◆ **PROBLEM DESCRIPTION**
Determine the number of lines in the data below that hold "purple"; give nothing but that number.

◆ **DATA UNDER STUDY**

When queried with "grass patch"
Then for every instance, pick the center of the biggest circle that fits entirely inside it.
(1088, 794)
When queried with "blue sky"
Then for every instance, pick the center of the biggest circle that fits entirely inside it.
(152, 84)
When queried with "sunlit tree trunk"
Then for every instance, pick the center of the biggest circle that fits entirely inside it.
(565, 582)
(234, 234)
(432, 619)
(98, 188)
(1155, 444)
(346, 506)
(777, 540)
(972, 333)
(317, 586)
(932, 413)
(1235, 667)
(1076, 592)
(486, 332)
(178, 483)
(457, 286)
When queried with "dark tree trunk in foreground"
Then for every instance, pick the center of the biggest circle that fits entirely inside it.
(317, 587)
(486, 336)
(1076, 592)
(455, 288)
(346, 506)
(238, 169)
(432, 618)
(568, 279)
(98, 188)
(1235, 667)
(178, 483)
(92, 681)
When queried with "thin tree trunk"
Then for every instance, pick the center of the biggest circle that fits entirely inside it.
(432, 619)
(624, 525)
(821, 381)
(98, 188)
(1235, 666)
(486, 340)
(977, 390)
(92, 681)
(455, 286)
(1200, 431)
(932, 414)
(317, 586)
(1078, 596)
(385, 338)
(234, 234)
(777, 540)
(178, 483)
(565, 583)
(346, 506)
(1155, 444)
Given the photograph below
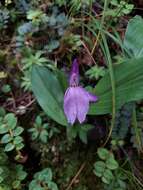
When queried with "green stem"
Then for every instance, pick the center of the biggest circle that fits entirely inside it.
(137, 134)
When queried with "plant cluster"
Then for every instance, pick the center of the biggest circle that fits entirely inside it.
(71, 91)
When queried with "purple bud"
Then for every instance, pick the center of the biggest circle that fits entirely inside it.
(74, 75)
(76, 99)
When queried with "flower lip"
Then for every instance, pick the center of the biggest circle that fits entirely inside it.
(76, 98)
(74, 75)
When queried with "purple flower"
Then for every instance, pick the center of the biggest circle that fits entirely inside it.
(76, 98)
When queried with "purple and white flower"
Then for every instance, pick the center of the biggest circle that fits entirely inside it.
(76, 98)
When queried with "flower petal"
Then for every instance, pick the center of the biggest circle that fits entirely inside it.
(70, 105)
(92, 97)
(82, 102)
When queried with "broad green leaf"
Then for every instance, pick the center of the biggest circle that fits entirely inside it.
(83, 136)
(11, 120)
(99, 168)
(128, 83)
(103, 153)
(17, 140)
(17, 131)
(107, 176)
(111, 163)
(133, 41)
(9, 147)
(49, 93)
(16, 184)
(3, 129)
(19, 146)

◆ **ANSWER TO THE EXERCISE**
3